*WHAT THE EXERCISE ASKS:* Copy every one of the following entries verbatim, keeping each line in its original order.

*RECORDS TO PROCESS:*
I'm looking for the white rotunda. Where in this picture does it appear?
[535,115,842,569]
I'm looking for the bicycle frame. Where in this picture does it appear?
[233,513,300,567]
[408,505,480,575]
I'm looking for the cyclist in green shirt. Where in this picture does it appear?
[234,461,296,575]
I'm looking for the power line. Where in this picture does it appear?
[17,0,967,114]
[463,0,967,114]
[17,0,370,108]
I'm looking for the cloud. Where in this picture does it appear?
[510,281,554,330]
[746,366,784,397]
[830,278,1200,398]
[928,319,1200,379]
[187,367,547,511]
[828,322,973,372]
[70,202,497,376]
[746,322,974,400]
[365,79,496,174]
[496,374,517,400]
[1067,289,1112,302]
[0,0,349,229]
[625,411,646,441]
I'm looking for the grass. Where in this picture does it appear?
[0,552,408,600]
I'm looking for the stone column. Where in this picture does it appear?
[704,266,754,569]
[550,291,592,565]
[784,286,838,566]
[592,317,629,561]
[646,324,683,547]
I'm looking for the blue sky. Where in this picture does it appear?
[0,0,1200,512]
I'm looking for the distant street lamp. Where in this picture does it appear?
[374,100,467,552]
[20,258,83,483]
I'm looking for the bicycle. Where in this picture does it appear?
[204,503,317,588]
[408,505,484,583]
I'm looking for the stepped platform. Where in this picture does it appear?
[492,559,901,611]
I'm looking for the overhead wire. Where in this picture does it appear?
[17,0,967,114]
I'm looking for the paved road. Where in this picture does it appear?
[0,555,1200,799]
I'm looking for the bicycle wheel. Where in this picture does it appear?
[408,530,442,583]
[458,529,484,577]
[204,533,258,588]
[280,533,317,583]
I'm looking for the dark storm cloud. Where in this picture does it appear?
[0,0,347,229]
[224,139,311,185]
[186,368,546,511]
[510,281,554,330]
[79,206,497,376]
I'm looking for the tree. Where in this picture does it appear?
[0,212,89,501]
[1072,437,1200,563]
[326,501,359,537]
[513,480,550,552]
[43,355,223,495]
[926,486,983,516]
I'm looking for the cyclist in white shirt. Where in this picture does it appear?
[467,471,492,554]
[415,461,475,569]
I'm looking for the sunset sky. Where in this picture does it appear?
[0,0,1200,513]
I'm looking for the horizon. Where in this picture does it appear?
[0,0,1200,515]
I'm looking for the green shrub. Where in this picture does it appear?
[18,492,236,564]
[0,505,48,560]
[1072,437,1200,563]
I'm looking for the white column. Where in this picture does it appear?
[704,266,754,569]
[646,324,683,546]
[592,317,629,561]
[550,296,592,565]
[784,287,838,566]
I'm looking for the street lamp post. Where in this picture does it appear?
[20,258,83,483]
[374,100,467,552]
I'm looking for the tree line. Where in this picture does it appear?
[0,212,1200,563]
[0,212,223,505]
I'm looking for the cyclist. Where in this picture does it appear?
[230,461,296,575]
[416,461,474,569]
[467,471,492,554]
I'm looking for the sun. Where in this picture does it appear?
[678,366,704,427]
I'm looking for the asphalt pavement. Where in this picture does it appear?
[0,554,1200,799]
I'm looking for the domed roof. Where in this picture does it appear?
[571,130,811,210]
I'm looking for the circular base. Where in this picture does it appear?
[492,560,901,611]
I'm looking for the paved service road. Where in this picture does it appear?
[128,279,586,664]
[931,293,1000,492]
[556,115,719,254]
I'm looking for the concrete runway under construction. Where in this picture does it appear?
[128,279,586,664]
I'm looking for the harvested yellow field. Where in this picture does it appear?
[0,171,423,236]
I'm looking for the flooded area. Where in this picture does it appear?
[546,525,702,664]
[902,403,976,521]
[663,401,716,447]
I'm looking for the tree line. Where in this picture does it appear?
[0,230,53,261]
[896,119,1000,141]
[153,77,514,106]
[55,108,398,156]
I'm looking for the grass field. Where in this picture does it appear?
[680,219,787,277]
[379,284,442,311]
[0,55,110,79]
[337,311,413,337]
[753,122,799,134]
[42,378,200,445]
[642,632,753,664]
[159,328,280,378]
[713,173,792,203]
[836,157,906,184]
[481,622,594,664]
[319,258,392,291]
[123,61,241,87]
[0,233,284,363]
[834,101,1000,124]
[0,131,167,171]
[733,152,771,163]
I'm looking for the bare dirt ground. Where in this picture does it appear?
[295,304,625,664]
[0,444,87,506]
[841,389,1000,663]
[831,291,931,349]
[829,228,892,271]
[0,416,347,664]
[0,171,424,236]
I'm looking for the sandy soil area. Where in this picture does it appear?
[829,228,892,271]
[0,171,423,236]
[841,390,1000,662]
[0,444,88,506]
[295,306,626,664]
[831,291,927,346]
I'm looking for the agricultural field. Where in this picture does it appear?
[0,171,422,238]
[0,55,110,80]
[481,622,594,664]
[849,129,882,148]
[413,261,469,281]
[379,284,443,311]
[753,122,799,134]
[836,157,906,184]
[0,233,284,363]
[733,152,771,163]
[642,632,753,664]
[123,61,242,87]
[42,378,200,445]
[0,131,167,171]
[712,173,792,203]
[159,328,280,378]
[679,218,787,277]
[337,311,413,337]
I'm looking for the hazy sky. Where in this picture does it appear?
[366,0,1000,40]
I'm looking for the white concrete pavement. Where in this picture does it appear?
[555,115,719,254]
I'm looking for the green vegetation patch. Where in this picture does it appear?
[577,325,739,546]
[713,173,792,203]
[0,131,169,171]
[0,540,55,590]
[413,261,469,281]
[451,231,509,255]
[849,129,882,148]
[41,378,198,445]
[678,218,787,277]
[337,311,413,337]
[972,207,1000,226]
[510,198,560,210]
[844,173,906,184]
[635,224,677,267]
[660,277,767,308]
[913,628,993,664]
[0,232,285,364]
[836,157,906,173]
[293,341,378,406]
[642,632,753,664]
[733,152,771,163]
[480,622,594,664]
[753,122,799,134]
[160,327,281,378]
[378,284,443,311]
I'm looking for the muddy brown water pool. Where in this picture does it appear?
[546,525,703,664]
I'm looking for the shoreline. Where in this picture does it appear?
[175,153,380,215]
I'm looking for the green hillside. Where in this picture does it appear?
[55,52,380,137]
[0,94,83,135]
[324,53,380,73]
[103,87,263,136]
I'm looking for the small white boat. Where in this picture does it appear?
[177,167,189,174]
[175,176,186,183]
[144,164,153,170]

*REPLY:*
I'm looking for the white rotunda. Where in this picture does it appear?
[535,115,842,569]
I'm looking for the bicycle frame. Where in this picture does it appear?
[233,513,300,567]
[408,505,480,575]
I'm looking for the cyclist in green shirt. Where in this picture does it appear?
[234,461,296,575]
I'm looking for the power line. Where in this picture does it appear?
[17,0,967,114]
[463,0,967,114]
[17,0,370,108]
I'm looking for the cloud. Where in this picture does it appear?
[510,281,554,330]
[746,366,784,397]
[830,278,1200,398]
[928,319,1200,379]
[187,367,547,511]
[828,322,973,372]
[70,202,497,376]
[746,322,974,400]
[365,79,496,174]
[496,374,517,400]
[1067,289,1112,302]
[0,0,349,229]
[625,411,646,441]
I'm looking for the grass. Where in this picture does it appear?
[0,552,408,600]
I'm looking for the stone column. Where in this picture does it appear?
[704,266,754,569]
[550,291,592,565]
[784,286,838,566]
[592,317,629,561]
[646,324,683,547]
I'm looking for the blue sky. Where in this picture does it appear?
[0,0,1200,512]
I'm looking for the distant street lamp. Where in this picture does it appear?
[374,100,467,552]
[20,258,83,483]
I'm looking for the bicycle. Where in this picture does it appear?
[204,503,317,588]
[408,505,484,583]
I'm looking for the stepped platform. Where in this picture does it appear?
[492,559,901,611]
I'm looking for the overhead wire. Where in this picture does it appear?
[17,0,967,114]
I'm looking for the paved road. Where in this picture does it appear?
[0,555,1200,799]
I'm looking for the bicycle wheel. Where in this picture does it appear?
[408,530,442,583]
[458,529,484,577]
[204,533,258,588]
[280,533,317,583]
I'm looking for the dark storm cloud. Where in this picture does it appear?
[0,0,347,229]
[224,139,311,185]
[186,368,546,511]
[510,281,554,330]
[79,206,497,376]
I'm looking for the tree. Where in this picture does it appear?
[0,212,89,501]
[1072,437,1200,563]
[326,501,359,537]
[513,480,550,552]
[43,355,223,495]
[926,486,983,516]
I'm looking for the cyclist in white shirt. Where in this picture does it appear?
[467,471,492,554]
[415,461,475,569]
I'm looking for the sunset sky. Where in this picture does it appear?
[0,0,1200,513]
I'm looking for the horizon. Where in this picture does it appear?
[0,0,1200,515]
I'm looking for the green shrub. Where in this picture does it appear?
[18,492,236,564]
[0,505,48,560]
[1072,437,1200,563]
I'm looking for the white column. Where in this picture does it appear?
[704,266,754,569]
[646,324,683,546]
[592,317,629,561]
[550,296,592,565]
[784,287,838,566]
I'm looking for the street lamp post. Where in this picture does it appear?
[20,258,83,483]
[374,100,467,552]
I'm looking for the tree line. Where in this picture does it appear?
[0,212,1200,563]
[0,212,223,505]
I'm looking for the cyclist. Where in this picture does it appear?
[230,461,296,575]
[416,461,474,569]
[467,471,492,554]
I'm looking for the sun. Where in this picture does it appear?
[678,366,704,427]
I'm looking for the asphalt pavement. Where in this picture does it appear?
[0,554,1200,799]
I'm looking for the domed roof. Where in this picture does it appear?
[571,130,811,210]
I'm looking for the circular base. Where in this picture does it appear?
[492,560,901,611]
I'm looking for the paved service road. Where in this picture does it appear?
[128,279,586,664]
[931,293,1000,492]
[556,115,719,254]
I'm looking for the concrete runway under construction. Where in this picture does it appear?
[128,279,586,664]
I'm looking for the harvested yellow field. Where in this picture does it appear?
[0,171,423,236]
I'm looking for the flooded area. Where in this picture does it appear?
[546,525,702,664]
[902,403,976,521]
[663,401,716,447]
I'm looking for the tree line. Where in this picture does it appear?
[0,230,53,261]
[896,119,1000,141]
[153,77,514,106]
[55,108,398,156]
I'm looking for the grass field. Where in this picture does it appear?
[680,219,787,277]
[379,284,442,311]
[0,55,110,79]
[337,311,413,337]
[753,122,799,134]
[42,378,200,445]
[642,632,753,664]
[159,328,280,378]
[713,173,792,203]
[836,157,906,184]
[481,622,594,664]
[319,258,392,291]
[123,61,241,87]
[0,233,284,363]
[834,101,1000,124]
[0,131,167,171]
[733,152,771,163]
I'm looking for the bare dirt ground. Where in this picture does it appear?
[295,304,625,664]
[0,444,87,506]
[841,389,1000,663]
[831,291,931,349]
[829,228,892,271]
[0,416,347,664]
[0,171,424,236]
I'm looking for the sandy soil area. Where in this picture does it appear?
[829,228,892,271]
[0,171,423,236]
[841,390,1000,662]
[0,444,88,506]
[295,306,626,664]
[831,291,927,346]
I'm looking for the agricultural field. Where in this picture does it appear?
[0,171,422,238]
[0,55,110,80]
[481,622,594,664]
[849,129,882,148]
[413,261,469,281]
[379,284,443,311]
[753,122,799,134]
[836,157,906,184]
[0,233,284,363]
[733,152,771,163]
[642,632,753,664]
[123,61,242,87]
[42,378,200,445]
[0,131,167,171]
[712,173,792,203]
[159,328,280,378]
[679,218,787,277]
[337,311,413,337]
I'm looking for the hazy sky. Where in this picture does it appear?
[366,0,1000,40]
I'm looking for the white concrete pavement. Where in this picture does it appear?
[555,115,719,254]
I'm looking for the green vegetation patch. Where in this picture does it appear?
[577,325,739,546]
[713,173,792,203]
[0,131,169,171]
[0,540,55,590]
[413,261,469,281]
[451,231,509,255]
[849,129,882,148]
[41,378,198,445]
[678,218,787,277]
[337,311,413,337]
[972,207,1000,226]
[510,198,560,210]
[844,173,906,184]
[635,224,677,267]
[660,277,767,308]
[913,628,993,664]
[0,232,285,364]
[836,157,906,173]
[293,341,378,406]
[642,632,753,664]
[733,152,771,163]
[480,622,594,664]
[753,122,799,134]
[160,327,281,378]
[378,284,443,311]
I'm looking for the muddy brown water pool. Where in this picture does it appear?
[546,525,703,664]
I'm looking for the shoreline. Where in this picture does it appear?
[175,153,380,215]
I'm looking for the green hillside. Where in this picture does it appear?
[55,52,380,137]
[0,94,83,135]
[324,53,380,73]
[103,87,263,136]
I'm looking for the small white boat. Where in this picture does it appear?
[177,167,189,174]
[175,176,186,183]
[144,164,153,170]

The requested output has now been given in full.